---------- Input ----------

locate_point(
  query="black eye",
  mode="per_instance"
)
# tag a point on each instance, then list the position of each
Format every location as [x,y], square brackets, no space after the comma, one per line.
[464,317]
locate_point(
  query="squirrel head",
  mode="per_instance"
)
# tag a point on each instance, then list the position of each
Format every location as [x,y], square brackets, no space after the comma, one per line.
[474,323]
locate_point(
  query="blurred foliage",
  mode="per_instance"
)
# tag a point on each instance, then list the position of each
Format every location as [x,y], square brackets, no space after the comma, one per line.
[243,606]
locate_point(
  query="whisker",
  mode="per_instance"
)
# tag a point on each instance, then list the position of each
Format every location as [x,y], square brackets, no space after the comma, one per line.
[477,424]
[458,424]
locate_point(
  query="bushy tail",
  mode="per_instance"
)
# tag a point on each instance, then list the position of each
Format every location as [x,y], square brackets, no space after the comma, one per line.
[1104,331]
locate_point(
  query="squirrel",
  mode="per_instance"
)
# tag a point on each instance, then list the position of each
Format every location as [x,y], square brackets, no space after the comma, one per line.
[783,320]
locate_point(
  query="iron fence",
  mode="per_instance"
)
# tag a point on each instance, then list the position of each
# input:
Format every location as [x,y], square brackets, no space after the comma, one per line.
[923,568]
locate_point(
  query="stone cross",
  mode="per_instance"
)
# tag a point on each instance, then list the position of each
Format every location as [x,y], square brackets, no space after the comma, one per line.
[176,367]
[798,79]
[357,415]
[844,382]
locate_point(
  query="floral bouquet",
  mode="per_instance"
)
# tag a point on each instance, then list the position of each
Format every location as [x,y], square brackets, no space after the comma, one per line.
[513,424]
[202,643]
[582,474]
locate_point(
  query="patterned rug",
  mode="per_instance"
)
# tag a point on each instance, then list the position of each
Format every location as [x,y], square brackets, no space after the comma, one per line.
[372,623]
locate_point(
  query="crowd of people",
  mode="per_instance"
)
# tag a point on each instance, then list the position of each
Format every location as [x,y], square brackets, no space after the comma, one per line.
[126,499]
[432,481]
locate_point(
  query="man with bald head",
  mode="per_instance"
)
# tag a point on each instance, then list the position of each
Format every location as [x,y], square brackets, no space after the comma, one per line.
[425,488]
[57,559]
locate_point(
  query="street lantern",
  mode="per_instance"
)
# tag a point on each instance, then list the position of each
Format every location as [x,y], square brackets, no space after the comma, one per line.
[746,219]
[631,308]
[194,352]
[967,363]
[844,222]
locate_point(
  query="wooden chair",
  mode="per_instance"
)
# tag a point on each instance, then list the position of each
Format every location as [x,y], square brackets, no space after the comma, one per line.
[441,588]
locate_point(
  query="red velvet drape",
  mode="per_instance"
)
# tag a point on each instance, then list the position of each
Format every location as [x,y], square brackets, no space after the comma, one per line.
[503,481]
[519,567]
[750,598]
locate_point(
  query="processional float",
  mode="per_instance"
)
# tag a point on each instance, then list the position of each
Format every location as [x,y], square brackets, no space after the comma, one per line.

----------

Which lines of the items above contain the string "squirrel" with matching case? Pick out each such line in full.

  query="squirrel head",
  query="squirrel",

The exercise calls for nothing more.